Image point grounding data
━━━━━━━━

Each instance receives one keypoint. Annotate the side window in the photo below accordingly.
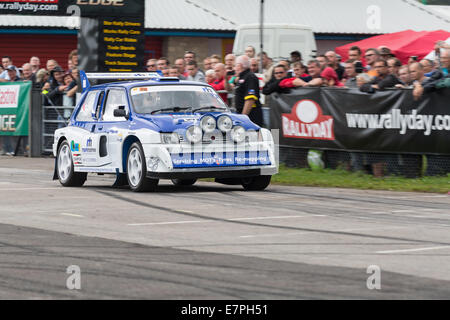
(114, 99)
(99, 105)
(85, 113)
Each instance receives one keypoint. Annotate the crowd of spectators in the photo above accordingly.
(234, 78)
(58, 86)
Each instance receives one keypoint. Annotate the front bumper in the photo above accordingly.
(222, 173)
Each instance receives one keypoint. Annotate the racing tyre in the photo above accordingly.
(184, 182)
(256, 183)
(65, 170)
(137, 170)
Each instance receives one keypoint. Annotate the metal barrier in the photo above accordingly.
(53, 117)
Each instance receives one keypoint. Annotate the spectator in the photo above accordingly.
(280, 74)
(229, 62)
(6, 62)
(355, 53)
(267, 66)
(215, 59)
(428, 66)
(254, 67)
(250, 51)
(394, 65)
(165, 71)
(247, 91)
(323, 60)
(51, 64)
(207, 64)
(69, 90)
(296, 56)
(181, 66)
(162, 64)
(382, 81)
(362, 78)
(194, 73)
(174, 72)
(219, 82)
(151, 65)
(404, 77)
(73, 58)
(56, 87)
(35, 63)
(12, 73)
(210, 76)
(27, 73)
(385, 53)
(350, 71)
(334, 63)
(300, 71)
(42, 76)
(314, 80)
(330, 78)
(371, 56)
(189, 56)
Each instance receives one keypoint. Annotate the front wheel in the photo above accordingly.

━━━━━━━━

Every line from the one containing "Each instance receives one keypoint. Annotate the spectator" through the last line of the entries must be written out verbatim, and no other line.

> [Exercise response]
Each instance receives one keypoint. Annotate the spectator in the photo above accordingly.
(280, 74)
(229, 62)
(6, 62)
(355, 53)
(267, 66)
(215, 59)
(428, 66)
(254, 67)
(250, 51)
(394, 65)
(165, 71)
(247, 91)
(323, 60)
(51, 64)
(207, 64)
(69, 90)
(296, 56)
(181, 66)
(162, 64)
(382, 81)
(362, 78)
(194, 73)
(174, 72)
(219, 82)
(151, 65)
(404, 77)
(73, 58)
(56, 87)
(35, 63)
(12, 73)
(210, 76)
(27, 73)
(385, 53)
(350, 71)
(334, 63)
(300, 71)
(42, 76)
(314, 80)
(330, 78)
(371, 56)
(189, 56)
Each instance receives one keypoint. Annotate the front wheel in the photo above accordingly.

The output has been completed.